◆ WHAT THE EXERCISE ASKS
Turn every line of the listing below into a numbered list, skipping any blank lines. Leave the pictures out of your answer.

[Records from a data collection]
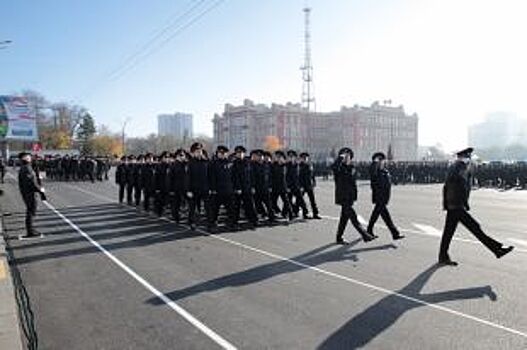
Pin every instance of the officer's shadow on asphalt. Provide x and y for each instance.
(370, 323)
(316, 257)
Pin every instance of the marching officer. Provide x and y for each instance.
(456, 192)
(293, 183)
(29, 186)
(130, 166)
(120, 177)
(346, 194)
(279, 186)
(177, 183)
(221, 186)
(160, 182)
(147, 180)
(136, 173)
(381, 184)
(261, 181)
(243, 187)
(308, 182)
(198, 188)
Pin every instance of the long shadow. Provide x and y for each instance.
(315, 257)
(370, 323)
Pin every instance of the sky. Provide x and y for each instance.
(450, 61)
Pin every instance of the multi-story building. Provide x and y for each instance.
(178, 125)
(365, 129)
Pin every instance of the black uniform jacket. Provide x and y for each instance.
(381, 184)
(456, 189)
(345, 182)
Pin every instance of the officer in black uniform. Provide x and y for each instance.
(279, 186)
(243, 188)
(293, 183)
(221, 186)
(198, 188)
(147, 180)
(136, 173)
(160, 183)
(261, 182)
(29, 186)
(381, 184)
(456, 192)
(130, 179)
(308, 182)
(120, 177)
(2, 169)
(344, 174)
(177, 183)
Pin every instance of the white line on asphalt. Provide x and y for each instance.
(186, 315)
(357, 282)
(518, 241)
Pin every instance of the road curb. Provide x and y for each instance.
(10, 335)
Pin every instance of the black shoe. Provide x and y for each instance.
(447, 262)
(369, 238)
(502, 251)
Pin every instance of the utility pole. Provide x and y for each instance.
(308, 98)
(4, 44)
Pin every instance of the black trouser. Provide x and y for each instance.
(147, 194)
(129, 191)
(248, 207)
(286, 208)
(299, 201)
(382, 210)
(121, 192)
(262, 202)
(137, 194)
(31, 211)
(311, 195)
(175, 204)
(348, 213)
(453, 217)
(193, 204)
(216, 201)
(160, 200)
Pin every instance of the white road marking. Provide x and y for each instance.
(182, 312)
(518, 241)
(428, 230)
(356, 282)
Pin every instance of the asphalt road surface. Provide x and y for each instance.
(109, 277)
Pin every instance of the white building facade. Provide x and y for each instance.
(178, 125)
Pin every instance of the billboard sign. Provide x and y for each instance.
(17, 119)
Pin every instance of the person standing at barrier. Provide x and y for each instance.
(243, 188)
(221, 186)
(456, 191)
(120, 178)
(177, 183)
(308, 182)
(381, 187)
(28, 185)
(345, 177)
(198, 188)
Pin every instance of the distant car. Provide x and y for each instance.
(13, 161)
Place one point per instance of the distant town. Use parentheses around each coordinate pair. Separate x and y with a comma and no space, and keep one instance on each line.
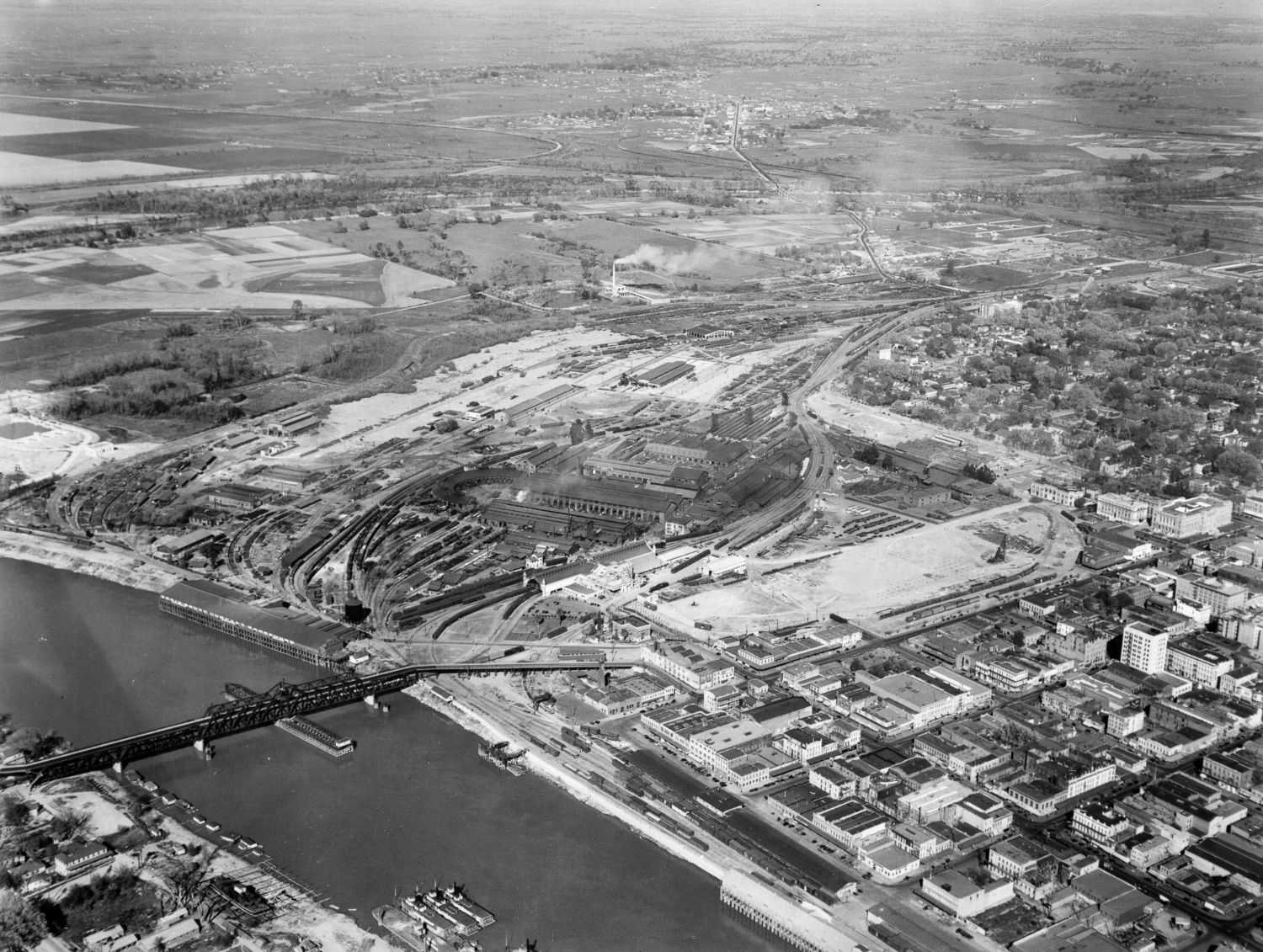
(889,550)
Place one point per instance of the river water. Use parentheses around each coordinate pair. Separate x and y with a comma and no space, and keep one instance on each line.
(412,806)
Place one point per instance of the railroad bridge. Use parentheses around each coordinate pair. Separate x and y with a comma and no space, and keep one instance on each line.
(283,699)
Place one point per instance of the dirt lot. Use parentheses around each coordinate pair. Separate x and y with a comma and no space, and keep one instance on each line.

◆ COMPLETED EXERCISE
1. Pin every instance of the officer's shadow on asphalt. Provide x and y for each instance.
2. (370, 323)
3. (316, 257)
4. Pin every instance of the marching officer. Provide x and y for each instance.
5. (456, 192)
6. (293, 183)
7. (29, 186)
8. (130, 166)
9. (120, 177)
10. (346, 194)
11. (279, 186)
12. (177, 183)
13. (221, 186)
14. (160, 182)
15. (147, 180)
16. (136, 173)
17. (381, 184)
18. (261, 181)
19. (243, 187)
20. (308, 182)
21. (198, 188)
22. Pin every instance of the long shadow. Provide x and y for each instance.
23. (315, 257)
24. (370, 323)
25. Pin every instance of the sky. Provide x and y for each instance.
26. (450, 61)
27. Pin every instance of the multi-story building. Provide x and y for each instance.
28. (178, 125)
29. (365, 129)
30. Pin every instance of the black uniform jacket. Provide x and y for each instance.
31. (381, 184)
32. (456, 189)
33. (345, 182)
34. Pin every instance of the officer in black uniform. Provide x and y for each instance.
35. (279, 186)
36. (243, 188)
37. (293, 183)
38. (221, 186)
39. (198, 188)
40. (147, 180)
41. (136, 173)
42. (160, 183)
43. (261, 182)
44. (29, 186)
45. (381, 184)
46. (456, 192)
47. (130, 179)
48. (308, 182)
49. (120, 177)
50. (2, 169)
51. (344, 174)
52. (177, 183)
53. Pin every instance of the white line on asphalt. Provide x and y for each instance.
54. (186, 315)
55. (357, 282)
56. (518, 241)
57. Pin every instance of the road curb. Provide x and y for each instance.
58. (10, 335)
59. Pin every instance of the black shoe. Provide x and y for each instance.
60. (447, 262)
61. (369, 238)
62. (502, 251)
63. Pin every instance of the utility pole. Provide x and y for each instance.
64. (308, 98)
65. (4, 44)
66. Pin every instance of the black trouser. Provide x and y for each instance.
67. (147, 194)
68. (129, 191)
69. (248, 207)
70. (286, 208)
71. (299, 201)
72. (382, 210)
73. (121, 192)
74. (262, 202)
75. (137, 194)
76. (31, 211)
77. (311, 195)
78. (175, 204)
79. (348, 213)
80. (453, 217)
81. (193, 204)
82. (216, 201)
83. (160, 200)
84. Pin every instance of the white road marking. Provide x and y for each instance.
85. (182, 312)
86. (518, 241)
87. (428, 230)
88. (356, 282)
89. Pin every instance of the asphalt road surface. Provide x and y for each instance.
90. (109, 277)
91. Pin every instance of the white building facade. Provide x and y for each instance.
92. (178, 125)
93. Pin every instance of the billboard sign. Provide x and y for each instance.
94. (17, 119)
95. Pin every instance of the person standing at barrier. Provide x and y for each instance.
96. (243, 188)
97. (221, 186)
98. (456, 191)
99. (120, 178)
100. (177, 183)
101. (308, 182)
102. (381, 187)
103. (28, 185)
104. (345, 177)
105. (198, 188)
106. Pin every instance of the distant car. Provide x and y for each instance.
107. (13, 161)
108. Place one point per instance of the distant town. Use parentheses around each coordinate pair. Separate x and y with a comma and no space, and keep one instance on each line.
109. (889,550)
110. Place one point per instance of the river water. Use parentheses around each coordinate pair. Separate x and y with a comma and no space, and keep one instance on each line.
111. (412,806)
112. Place one point per instance of the railroad bridge. Use parentheses around each coordinate pair. Separate x and y with a comma and no space, and keep one instance on each line.
113. (283,699)
114. Place one point per instance of the dirt lot. Use parentheses around each coordinate pair. Separate x and y with a comma and no space, and keep one instance on each line.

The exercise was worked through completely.